# [TEXT FOR ANALYSIS]
Fritz Sprandel of Allentown, Pa., a 34-year-old former bartender and carpenter who last winter became the first person to cross the U.S. by snowmobile, is now trying to become the first to cross the country by canoe. Three weeks ago Sprandel launched his craft—a 15-foot plastic canoe fitted with a 2-hp outboard motor—at Astoria, Ore., where Lewis and Clark ended their trip. If all goes well, by the time he reaches New York City on Thanksgiving Day, he will have navigated nearly 8,000 miles of 13 rivers, two creeks and a canal, with only 10 miles of portage.

From Astoria, Sprandel is taking the Columbia to the Snake to the Missouri to the Mississippi. Then he will go up the Ohio to the Allegheny into Pennsylvania and New York. There he will hang a right on the Hudson and paddle straight down to the Statue of Liberty.

Why is Sprandel doing this? To cheer folks up, he says. To "give them something besides rape, murder and the other lousy things they read about every day."


All of you budding superstars who dream of becoming rich like O.J. and Dr. J (page 34) ought to face facts. The odds are infinitely against you. If you are smart, you will forget golf, tennis, football, or what have you, and become an agent. Look, last year's Heisman Trophy winner Earl Campbell signed a six-year $1.4 million contract with the Houston Oilers. That's big money. Campbell's agent, 26-year-old Mike Trope, got 10%. That's not bad. But while Campbell went out to run laps. Trope wrapped up another contract. And another. And another. And pretty soon he had contracts for 23 of the 25 players he represented in this year's NFL draft. Value: approximately $10,250,000. Even if Trope's take on an average contract is modestly estimated as 8%—he works out different deals for different players—his cut this year is $820,000.

Now, in the six years since he negotiated his first contract as a 20-year-old USC junior—$1 million for Nebraska Running Back Johnny Rodgers from the Montreal Alouettes—Trope has negotiated more than 120 contracts, including those of five Heisman winners and three runners-up. Total value: $30 million. For Trope, the $2.4 million takeout is not even the best part. The best part is, the more he earns for his clients, the more clients he earns, and his fortune just grows and grows. Which is important because, as Trope says, "Remember, I'm only 26, and a lot of people my age are just finding out what they want to do."

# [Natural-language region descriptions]
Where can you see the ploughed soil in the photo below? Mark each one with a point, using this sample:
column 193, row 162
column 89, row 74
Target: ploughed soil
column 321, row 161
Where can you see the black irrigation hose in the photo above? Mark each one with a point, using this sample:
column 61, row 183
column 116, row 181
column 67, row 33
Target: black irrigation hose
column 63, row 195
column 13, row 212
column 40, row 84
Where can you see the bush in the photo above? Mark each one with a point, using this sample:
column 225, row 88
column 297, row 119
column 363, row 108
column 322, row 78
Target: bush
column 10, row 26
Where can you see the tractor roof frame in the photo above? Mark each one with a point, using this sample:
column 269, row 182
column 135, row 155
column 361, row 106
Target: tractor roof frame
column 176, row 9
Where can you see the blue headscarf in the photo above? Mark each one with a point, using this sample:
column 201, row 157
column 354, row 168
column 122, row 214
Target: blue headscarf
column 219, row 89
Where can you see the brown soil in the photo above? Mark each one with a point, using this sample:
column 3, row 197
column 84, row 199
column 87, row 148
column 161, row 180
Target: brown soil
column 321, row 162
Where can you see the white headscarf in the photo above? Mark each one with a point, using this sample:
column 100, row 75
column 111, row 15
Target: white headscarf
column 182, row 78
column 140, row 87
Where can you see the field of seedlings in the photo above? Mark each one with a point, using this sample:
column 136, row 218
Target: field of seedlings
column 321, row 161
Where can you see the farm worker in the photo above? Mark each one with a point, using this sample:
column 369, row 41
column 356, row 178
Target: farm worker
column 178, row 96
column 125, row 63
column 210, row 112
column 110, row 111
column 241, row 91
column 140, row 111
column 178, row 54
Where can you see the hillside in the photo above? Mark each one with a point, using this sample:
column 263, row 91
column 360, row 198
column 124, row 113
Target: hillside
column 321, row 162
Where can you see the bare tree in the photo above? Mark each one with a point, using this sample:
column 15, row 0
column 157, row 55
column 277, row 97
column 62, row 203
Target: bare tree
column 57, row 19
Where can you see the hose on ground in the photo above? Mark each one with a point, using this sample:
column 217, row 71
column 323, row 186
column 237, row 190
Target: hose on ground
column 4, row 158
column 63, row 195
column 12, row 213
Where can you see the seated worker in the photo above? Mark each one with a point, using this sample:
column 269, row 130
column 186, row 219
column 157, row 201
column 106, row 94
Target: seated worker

# [BRIEF 1]
Reproduce the stretch of the magazine excerpt from "Fritz Sprandel of" through "Statue of Liberty." word for word.
# [BRIEF 2]
According to the magazine excerpt, what kind of motor is fitted to Sprandel's canoe?
The data has no connection to the magazine excerpt.

# [YOUR SOLUTION 1]
Fritz Sprandel of Allentown, Pa., a 34-year-old former bartender and carpenter who last winter became the first person to cross the U.S. by snowmobile, is now trying to become the first to cross the country by canoe. Three weeks ago Sprandel launched his craft—a 15-foot plastic canoe fitted with a 2-hp outboard motor—at Astoria, Ore., where Lewis and Clark ended their trip. If all goes well, by the time he reaches New York City on Thanksgiving Day, he will have navigated nearly 8,000 miles of 13 rivers, two creeks and a canal, with only 10 miles of portage.

From Astoria, Sprandel is taking the Columbia to the Snake to the Missouri to the Mississippi. Then he will go up the Ohio to the Allegheny into Pennsylvania and New York. There he will hang a right on the Hudson and paddle straight down to the Statue of Liberty.

# [YOUR SOLUTION 2]
A 2-hp outboard motor.